- _What is needed_
Quote the records that follow in full and exactly; leave out the pictures.

- _Material supplied_
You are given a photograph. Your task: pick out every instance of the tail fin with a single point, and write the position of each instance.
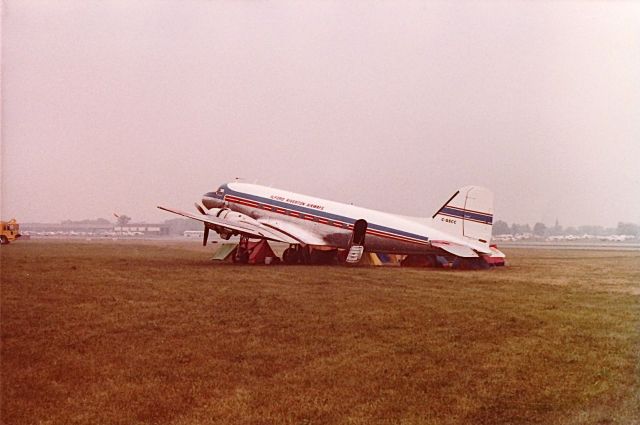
(467, 214)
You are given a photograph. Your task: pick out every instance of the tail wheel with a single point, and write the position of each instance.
(241, 258)
(290, 256)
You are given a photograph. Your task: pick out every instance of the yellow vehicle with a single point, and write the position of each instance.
(9, 231)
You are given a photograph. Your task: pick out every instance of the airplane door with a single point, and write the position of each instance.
(356, 245)
(359, 232)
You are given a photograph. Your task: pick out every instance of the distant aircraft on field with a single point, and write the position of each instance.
(461, 228)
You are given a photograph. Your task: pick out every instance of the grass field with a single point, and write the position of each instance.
(98, 333)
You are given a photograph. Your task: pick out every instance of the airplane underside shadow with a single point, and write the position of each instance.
(261, 253)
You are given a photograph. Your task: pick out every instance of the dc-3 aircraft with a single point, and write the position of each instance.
(317, 229)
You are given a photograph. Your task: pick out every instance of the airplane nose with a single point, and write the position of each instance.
(211, 200)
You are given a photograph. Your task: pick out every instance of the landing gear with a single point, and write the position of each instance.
(242, 252)
(297, 254)
(291, 255)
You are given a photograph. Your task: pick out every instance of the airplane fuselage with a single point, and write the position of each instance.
(332, 223)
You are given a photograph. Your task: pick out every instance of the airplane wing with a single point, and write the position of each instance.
(246, 228)
(298, 233)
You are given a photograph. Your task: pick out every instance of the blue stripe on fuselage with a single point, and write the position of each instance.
(318, 213)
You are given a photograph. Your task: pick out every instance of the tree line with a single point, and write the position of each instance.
(540, 229)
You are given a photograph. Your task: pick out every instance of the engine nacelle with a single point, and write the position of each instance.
(232, 216)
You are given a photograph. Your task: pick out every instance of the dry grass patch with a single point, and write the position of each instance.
(143, 333)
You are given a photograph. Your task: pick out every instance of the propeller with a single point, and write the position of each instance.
(206, 228)
(199, 208)
(206, 235)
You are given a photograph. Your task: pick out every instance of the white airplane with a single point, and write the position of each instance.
(460, 228)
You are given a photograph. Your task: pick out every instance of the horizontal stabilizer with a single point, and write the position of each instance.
(455, 249)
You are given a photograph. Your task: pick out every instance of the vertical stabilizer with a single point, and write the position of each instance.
(467, 214)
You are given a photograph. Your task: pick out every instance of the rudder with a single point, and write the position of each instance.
(468, 214)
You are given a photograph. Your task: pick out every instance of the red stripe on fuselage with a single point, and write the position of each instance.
(342, 225)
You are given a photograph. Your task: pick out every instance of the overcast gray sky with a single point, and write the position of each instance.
(123, 105)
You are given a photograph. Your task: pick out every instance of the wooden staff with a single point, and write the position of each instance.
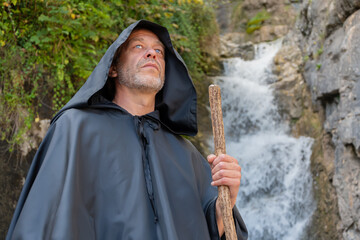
(219, 141)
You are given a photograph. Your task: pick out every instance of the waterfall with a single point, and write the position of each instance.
(275, 197)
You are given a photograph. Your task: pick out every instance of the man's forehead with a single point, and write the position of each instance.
(140, 34)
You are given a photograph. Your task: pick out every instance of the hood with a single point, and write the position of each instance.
(176, 102)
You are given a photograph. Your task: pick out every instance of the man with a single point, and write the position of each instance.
(113, 164)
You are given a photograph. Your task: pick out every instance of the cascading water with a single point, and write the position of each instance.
(275, 197)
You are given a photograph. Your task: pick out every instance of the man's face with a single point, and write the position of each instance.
(141, 63)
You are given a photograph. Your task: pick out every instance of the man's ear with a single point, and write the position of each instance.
(113, 72)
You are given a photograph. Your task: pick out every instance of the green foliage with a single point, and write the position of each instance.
(256, 22)
(50, 47)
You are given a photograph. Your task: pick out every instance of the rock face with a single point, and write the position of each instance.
(327, 36)
(318, 91)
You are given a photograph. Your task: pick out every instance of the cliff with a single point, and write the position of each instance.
(317, 90)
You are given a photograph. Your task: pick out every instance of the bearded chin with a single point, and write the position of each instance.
(143, 83)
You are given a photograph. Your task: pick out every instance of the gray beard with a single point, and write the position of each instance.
(134, 81)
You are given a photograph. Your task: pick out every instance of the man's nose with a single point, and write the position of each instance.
(151, 53)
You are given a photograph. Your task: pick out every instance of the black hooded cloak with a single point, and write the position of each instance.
(102, 173)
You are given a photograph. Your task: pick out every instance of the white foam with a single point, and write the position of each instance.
(275, 197)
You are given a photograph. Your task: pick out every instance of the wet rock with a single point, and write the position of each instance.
(231, 46)
(330, 45)
(269, 33)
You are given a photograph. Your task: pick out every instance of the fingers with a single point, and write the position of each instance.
(226, 172)
(225, 176)
(230, 182)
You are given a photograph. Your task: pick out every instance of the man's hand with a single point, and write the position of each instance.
(225, 171)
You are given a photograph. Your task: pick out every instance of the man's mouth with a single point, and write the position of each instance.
(150, 64)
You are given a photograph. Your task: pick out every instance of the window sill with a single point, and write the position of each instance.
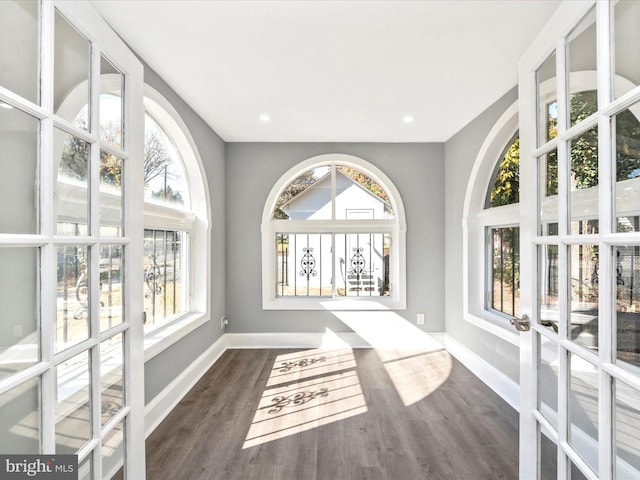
(161, 339)
(329, 303)
(496, 325)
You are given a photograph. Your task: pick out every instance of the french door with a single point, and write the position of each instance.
(580, 244)
(71, 130)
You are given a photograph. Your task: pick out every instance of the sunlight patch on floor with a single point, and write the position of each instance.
(415, 362)
(306, 390)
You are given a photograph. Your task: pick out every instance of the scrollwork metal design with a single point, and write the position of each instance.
(308, 263)
(358, 263)
(305, 362)
(299, 398)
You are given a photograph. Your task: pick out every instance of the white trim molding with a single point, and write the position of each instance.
(163, 403)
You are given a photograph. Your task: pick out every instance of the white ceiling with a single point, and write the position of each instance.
(332, 71)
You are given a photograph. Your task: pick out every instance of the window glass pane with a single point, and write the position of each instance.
(576, 473)
(548, 286)
(627, 431)
(165, 290)
(113, 451)
(72, 408)
(628, 303)
(548, 459)
(505, 270)
(19, 164)
(111, 286)
(164, 176)
(360, 197)
(111, 81)
(583, 180)
(548, 193)
(627, 130)
(307, 197)
(20, 420)
(111, 170)
(19, 316)
(71, 73)
(627, 42)
(111, 375)
(304, 264)
(584, 271)
(548, 380)
(547, 109)
(505, 184)
(362, 264)
(582, 57)
(72, 188)
(72, 323)
(19, 26)
(583, 409)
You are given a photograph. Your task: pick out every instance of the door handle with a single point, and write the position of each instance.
(521, 324)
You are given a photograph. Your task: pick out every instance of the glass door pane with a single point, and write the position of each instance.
(19, 67)
(19, 165)
(71, 73)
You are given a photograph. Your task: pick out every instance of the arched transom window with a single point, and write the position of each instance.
(331, 231)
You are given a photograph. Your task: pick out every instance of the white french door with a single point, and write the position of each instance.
(71, 130)
(580, 244)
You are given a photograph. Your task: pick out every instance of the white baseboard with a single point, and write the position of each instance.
(162, 404)
(490, 375)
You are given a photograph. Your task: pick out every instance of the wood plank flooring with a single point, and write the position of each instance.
(364, 414)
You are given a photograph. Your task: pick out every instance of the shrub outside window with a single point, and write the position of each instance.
(333, 232)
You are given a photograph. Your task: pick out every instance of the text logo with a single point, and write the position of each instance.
(26, 467)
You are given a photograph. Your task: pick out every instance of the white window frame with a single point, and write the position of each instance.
(396, 227)
(476, 219)
(195, 221)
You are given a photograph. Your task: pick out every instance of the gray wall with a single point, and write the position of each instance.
(252, 170)
(460, 154)
(163, 368)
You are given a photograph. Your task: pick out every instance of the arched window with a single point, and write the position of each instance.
(173, 184)
(491, 247)
(333, 232)
(176, 223)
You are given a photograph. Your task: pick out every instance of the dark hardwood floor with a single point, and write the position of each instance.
(336, 415)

- _Result for this exercise_
You are given a photograph. Your task: pick out every instance of the tail fin with a single point, and write the position of each instance.
(467, 214)
You are given a photograph. Your task: pick out every instance of the tail wheel with a single point, and write the position of each instance.
(241, 258)
(290, 256)
You are given a photograph. Your task: pick out every instance of the yellow vehicle with a single point, and write the position of each instance.
(9, 231)
You are given a photograph. Your task: pick out every instance of the airplane door with a single point, and write the position of each instance.
(356, 245)
(359, 232)
You are given a photograph. Your task: pick out every instance of the distant aircraft on field with a single point, and write the position of each instance.
(461, 228)
You are given a photograph. Your task: pick out every instance of the grass field with a single point, and write the position of each instance.
(98, 333)
You are given a photograph. Your task: pick out every instance of the airplane underside shadow with a single point, and write the position of each instance.
(261, 253)
You are given a photograph. Your task: pick out every instance of the dc-3 aircraft with a single point, and write the position of each instance.
(317, 229)
You are given a photograph. Your task: pick out every instance of the airplane nose with a single point, and write the position of each instance.
(211, 200)
You are given a photograph. Your task: pick out every instance of the landing gear with a single point, and write the position of each instance.
(242, 252)
(297, 254)
(291, 255)
You are given a photograph. Your task: pick out every instance of the airplane fuselage with a single point, and write the position of each instance.
(332, 223)
You are given a photograph. Your task: pick out every instance of the airplane wing with a single point, and write the position of each instance.
(246, 228)
(298, 233)
You are given a photograph. Your task: pick out every instance of the blue stripe on fuselage with a single point, and write the position of each instance.
(318, 213)
You are given a photograph. Your task: pick out every instance of the tree line with a single point, and write the position of each instance.
(540, 229)
You are given a photograph. Your task: pick out every instance of the engine nacelle with a single point, and write the position of each instance.
(232, 216)
You are given a photograph. Your task: pick out every instance of the dry grass patch with a single point, and write the position of each instance.
(143, 333)
You are given a photograph. Your task: pick out every instance of the propeller with a single point, and write the position of each instance.
(206, 228)
(199, 208)
(206, 235)
You are given a photograph. Your task: pick out every instance of the white airplane with a single point, and write the position of each instance.
(460, 228)
You are given a photograph. Your task: pick out every instance of the horizontal stabilizer with a single point, and write the position of each instance.
(455, 249)
You are given a photograph. Your task: pick out every instance of the vertical stabilizer with a single point, and write the position of each instance.
(467, 214)
You are given a photograph. Your task: pick out every instance of the rudder with a single point, and write the position of each instance.
(468, 214)
You are given a photograph. Your task: pick out every instance of the red stripe on fuselage with a single point, and write the position of each instance.
(342, 225)
You are given a photograph. Your task: pick out every instance of the overcast gray sky with a single point, and write the position of each instance.
(123, 105)
You are given a photograph. Your task: pick out every instance of the wooden staff with a single point, and write the position of each instance.
(219, 141)
You are given a photograph. Your task: pick out every instance of the waterfall with a single point, and write the position of each instance.
(275, 197)
You are given a photograph. Your task: pick out every instance of the man's forehead with a single point, and write the position of each instance.
(140, 34)
You are given a photograph. Your task: pick out every instance of the hood with a single point, and write the position of each instance.
(176, 102)
You are given a photograph. Your task: pick out every instance of the man with a single point, and write the position of each instance.
(113, 164)
You are given a photograph. Your task: pick out every instance of the cascading water with a single point, and write the position of each instance.
(275, 197)
You are given a photograph. Your task: pick out every instance of the man's face with a single point, and write the position of each instance.
(141, 63)
You are given a photograph. Your task: pick out every instance of the man's ear with a single point, and write the position of each instance.
(113, 72)
You are given a photograph. Your task: pick out every instance of the green foliage with a single point, and write the position of each instance.
(256, 22)
(50, 47)
You are given a photograph. Your task: pick out every instance of the rock face with a single point, and write the position of each instance.
(327, 36)
(318, 91)
You are given a photograph. Your task: pick out every instance of the cliff with a single point, and write the position of each instance.
(317, 90)
You are given a photograph. Your task: pick out every instance of the bearded chin with a single point, and write the position of each instance.
(143, 83)
You are given a photograph. Your task: pick out every instance of the gray beard with a single point, and write the position of each instance.
(134, 81)
You are given a photograph. Your task: pick out every instance of the man's nose with a single point, and write the position of each instance.
(151, 53)
You are given a photograph. Your task: pick out every instance of the black hooded cloak with a single point, and write the position of each instance.
(102, 173)
You are given a photograph. Your task: pick out every instance of the white foam with a single point, and write the position of each instance.
(275, 197)
You are given a photograph. Your task: pick out every instance of the wet rock with a single point, and write the position of each instance.
(231, 46)
(330, 45)
(269, 33)
You are given a photograph. Your task: pick out every instance of the fingers with a single point, and write the position of each instance.
(226, 172)
(225, 176)
(230, 182)
You are given a photograph. Your task: pick out every instance of the man's hand with a single point, and write the position of each instance.
(225, 171)
You are given a photograph. Your task: pick out every instance of the man's mouth with a single point, and write the position of each instance.
(150, 64)
You are given a photograph. Your task: pick out every instance of the window sill with a single point, and write the position of each instance.
(161, 339)
(329, 303)
(496, 325)
You are given a photograph. Your task: pick out every instance of the french door with a single point, and write the position of each instance.
(580, 244)
(71, 130)
You are given a photograph. Your task: pick out every instance of the sunlight patch on floor with a single point, and write the position of each instance.
(415, 362)
(306, 390)
You are given a photograph. Your task: pick out every instance of the scrollwork metal design with a single point, and write the position of each instance.
(308, 263)
(358, 263)
(305, 362)
(299, 398)
You are given a photograph. Your task: pick out every instance of the white trim molding with a single point, and write the position of each instance.
(163, 403)
You are given a photograph. Your task: pick out every instance of the white ceiling with a single point, and write the position of each instance.
(332, 71)
You are given a photograph. Your task: pick out every instance of the window glass pane with a single point, and write the position of each instance.
(576, 473)
(548, 286)
(627, 431)
(165, 290)
(113, 451)
(72, 408)
(628, 303)
(548, 459)
(505, 270)
(19, 164)
(111, 286)
(164, 176)
(360, 197)
(111, 81)
(583, 180)
(548, 193)
(627, 130)
(307, 197)
(20, 420)
(111, 170)
(19, 316)
(71, 73)
(627, 42)
(111, 375)
(304, 264)
(584, 271)
(548, 380)
(547, 109)
(505, 184)
(362, 264)
(582, 57)
(72, 188)
(72, 323)
(19, 26)
(583, 409)
You are given a photograph. Your task: pick out every instance of the door handle with a single point, and write the position of each instance.
(521, 324)
You are given a photograph. Your task: pick out every instance of the glass door pane with a single point, and write the position of each instance.
(19, 67)
(19, 165)
(71, 73)
You are given a photograph. Your task: pick out every instance of the arched transom window with a single point, and write the position of each instance.
(331, 231)
You are given a photograph. Your task: pick out every instance of the white french door with a single point, and write the position of each instance.
(71, 130)
(580, 244)
You are given a photograph. Your task: pick out every instance of the white baseboard with a single point, and write the position of each instance.
(162, 404)
(490, 375)
You are given a photograph. Your task: pick out every instance of the wood plank flooring with a single point, and write the position of each instance.
(364, 414)
You are given a photograph. Your task: pick out every instance of the shrub outside window with a single point, and write the position of each instance.
(333, 232)
You are given a photograph. Your task: pick out every instance of the text logo with a single point, and write the position of each instance.
(26, 467)
You are given a photograph. Your task: pick out every instance of the white window frame with a single point, and write the position of each instance.
(396, 227)
(476, 219)
(195, 221)
You are given a photograph. Your task: pick out every instance of the gray wall with a single point, and write the position of each instance.
(252, 170)
(460, 154)
(163, 368)
You are given a photograph. Your task: pick out every instance of the arched window with a single point, and write the position of each instance.
(173, 184)
(491, 247)
(333, 232)
(176, 223)
You are given a photograph. Your task: pick out every instance of the dark hardwood floor with a single point, and write the position of each instance.
(336, 415)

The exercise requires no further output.